What is asked: Reproduce the records below exactly as given.

Material provided:
:::
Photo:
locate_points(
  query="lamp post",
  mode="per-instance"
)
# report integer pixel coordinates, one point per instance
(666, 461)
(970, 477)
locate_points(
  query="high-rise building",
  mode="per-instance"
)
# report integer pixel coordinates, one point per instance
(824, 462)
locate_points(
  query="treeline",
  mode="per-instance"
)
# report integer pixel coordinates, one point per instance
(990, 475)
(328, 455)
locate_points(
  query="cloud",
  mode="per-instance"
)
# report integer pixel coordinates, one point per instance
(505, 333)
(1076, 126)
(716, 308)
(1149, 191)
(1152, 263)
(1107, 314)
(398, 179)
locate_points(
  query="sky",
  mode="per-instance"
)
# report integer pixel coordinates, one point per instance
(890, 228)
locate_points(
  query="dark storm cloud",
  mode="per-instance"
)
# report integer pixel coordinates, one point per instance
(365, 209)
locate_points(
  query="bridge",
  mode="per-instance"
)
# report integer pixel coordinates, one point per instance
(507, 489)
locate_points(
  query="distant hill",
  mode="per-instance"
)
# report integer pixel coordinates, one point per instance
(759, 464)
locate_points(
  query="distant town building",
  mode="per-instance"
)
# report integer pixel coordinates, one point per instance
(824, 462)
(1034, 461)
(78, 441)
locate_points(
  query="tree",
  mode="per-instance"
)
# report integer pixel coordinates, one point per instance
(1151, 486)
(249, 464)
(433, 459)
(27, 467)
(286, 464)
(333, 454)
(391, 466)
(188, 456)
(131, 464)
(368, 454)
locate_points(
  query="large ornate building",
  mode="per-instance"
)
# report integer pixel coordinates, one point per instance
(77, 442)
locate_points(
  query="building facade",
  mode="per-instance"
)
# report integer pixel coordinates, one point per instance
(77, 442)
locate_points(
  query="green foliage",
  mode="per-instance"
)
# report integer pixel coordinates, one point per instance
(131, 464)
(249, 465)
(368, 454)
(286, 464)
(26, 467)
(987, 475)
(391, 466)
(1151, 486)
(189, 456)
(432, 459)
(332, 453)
:::
Written reply:
Photo:
locate_points(
  query="lamp post",
  mode="per-instance"
)
# report integer pixel coordinates, one point per instance
(666, 461)
(970, 477)
locate_points(
  query="high-rise building",
  mode="per-instance"
)
# report integer pixel coordinates, one point per instance
(824, 462)
locate_points(
  query="treeline",
  mode="per-instance"
)
# report integer pixel coordinates, one point per instance
(990, 475)
(328, 455)
locate_points(
  query="cloud",
  mode="per-instance"
)
# report integer pixel coordinates, one point per instance
(505, 333)
(1076, 126)
(716, 308)
(1149, 191)
(1152, 263)
(1107, 314)
(398, 179)
locate_points(
  query="sky",
  mode="per-instance"
)
# report integer pixel coordinates, one point per instance
(890, 228)
locate_points(
  query="dark storm cloud",
  mode="per-instance"
)
# report integer pixel coordinates, one point per instance
(365, 209)
locate_points(
  query="bridge",
  mode="per-instance"
)
# report integer pixel coordinates, one point per instance
(507, 489)
locate_points(
  query="distant hill",
  mode="per-instance"
)
# report integer pixel coordinates, one point per instance
(759, 464)
locate_points(
  query="distant town building",
  mode="per-instance"
)
# report integer pixel coordinates, one point per instance
(824, 462)
(1034, 461)
(78, 441)
locate_points(
  query="tree",
  mode="per-instance"
)
# report integer pixel coordinates, one point per instance
(1151, 486)
(249, 464)
(433, 459)
(27, 467)
(286, 464)
(333, 454)
(391, 466)
(188, 456)
(131, 464)
(368, 454)
locate_points(
  query="large ornate building",
  mode="per-instance"
)
# report integer pixel coordinates, one point per instance
(77, 442)
locate_points(
  query="building facade",
  mode="per-instance"
)
# report integer pixel coordinates, one point per instance
(77, 442)
locate_points(
  query="green foliage",
  mode="per-instance"
)
# report integer pixel coordinates, one point per instance
(131, 464)
(249, 465)
(368, 454)
(286, 464)
(26, 467)
(987, 475)
(391, 466)
(1151, 486)
(189, 456)
(432, 459)
(332, 453)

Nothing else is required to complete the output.